[GIVEN EXERCISE]
Repeat these lines with every "instance" changed to "occurrence", leaving everything else as it is.

[Lines with labeled area outlines]
┌──

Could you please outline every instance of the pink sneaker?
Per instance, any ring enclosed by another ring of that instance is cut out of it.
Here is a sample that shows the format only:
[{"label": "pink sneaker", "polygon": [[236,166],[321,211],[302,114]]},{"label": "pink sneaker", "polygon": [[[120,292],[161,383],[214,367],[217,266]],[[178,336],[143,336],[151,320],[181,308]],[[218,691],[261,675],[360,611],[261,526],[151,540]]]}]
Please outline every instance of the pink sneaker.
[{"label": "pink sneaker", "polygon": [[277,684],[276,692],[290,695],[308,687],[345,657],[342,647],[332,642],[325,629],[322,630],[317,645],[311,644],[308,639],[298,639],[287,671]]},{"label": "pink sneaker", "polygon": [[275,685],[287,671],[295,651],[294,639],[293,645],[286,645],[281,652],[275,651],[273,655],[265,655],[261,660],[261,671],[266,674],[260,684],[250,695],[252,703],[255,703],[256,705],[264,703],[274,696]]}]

└──

[FULL ANSWER]
Could you please outline every occurrence of the pink sneaker?
Per occurrence, any ring enclosed by another ring of that occurrence is cut out of it.
Here is a sample that shows the format only:
[{"label": "pink sneaker", "polygon": [[236,166],[321,211],[302,114]]},{"label": "pink sneaker", "polygon": [[[120,292],[161,383],[214,367],[217,266]],[[178,336],[143,336],[151,320],[181,308]],[[218,691],[261,675],[360,611],[261,526],[151,540]]]}]
Please outline every occurrence of the pink sneaker.
[{"label": "pink sneaker", "polygon": [[277,684],[276,692],[290,695],[308,687],[345,657],[342,647],[332,642],[325,629],[322,630],[317,645],[311,644],[308,639],[298,639],[287,671]]},{"label": "pink sneaker", "polygon": [[275,685],[287,671],[295,651],[294,639],[293,645],[286,645],[281,652],[275,651],[273,655],[265,655],[261,660],[261,671],[266,674],[260,684],[250,695],[252,703],[255,703],[256,705],[264,703],[274,696]]}]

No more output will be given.